> [RECORDS FOR THE EXERCISE]:
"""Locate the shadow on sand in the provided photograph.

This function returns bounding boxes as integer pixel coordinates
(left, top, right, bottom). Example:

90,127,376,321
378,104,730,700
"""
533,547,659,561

---

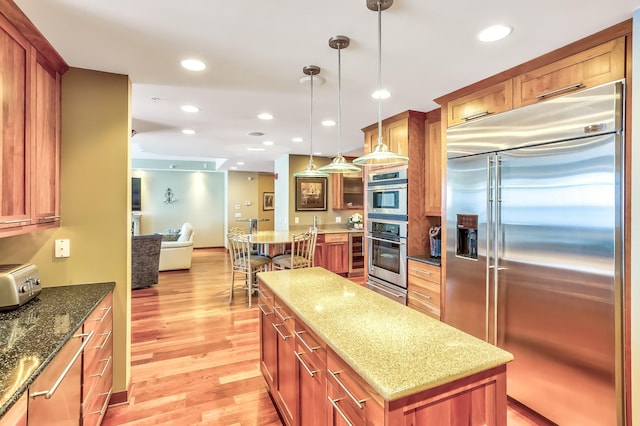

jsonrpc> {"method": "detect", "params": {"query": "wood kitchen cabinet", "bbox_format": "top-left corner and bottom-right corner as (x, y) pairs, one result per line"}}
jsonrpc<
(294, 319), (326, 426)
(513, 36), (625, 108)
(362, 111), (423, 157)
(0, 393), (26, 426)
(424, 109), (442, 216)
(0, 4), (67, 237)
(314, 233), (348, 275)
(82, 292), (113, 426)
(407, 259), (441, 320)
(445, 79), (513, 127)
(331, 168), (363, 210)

> [EXERCISE DETAILS]:
Filter the listing above for the string "left" and copy every matching line.

> [EXERCISE ANSWER]:
(left, top, right, bottom). Example:
jsonrpc> {"method": "detect", "params": {"query": "wood kitchen cabinet", "bbox_format": "top-left corner and bottom-right corner as (x, y) pairs, one result per line"}}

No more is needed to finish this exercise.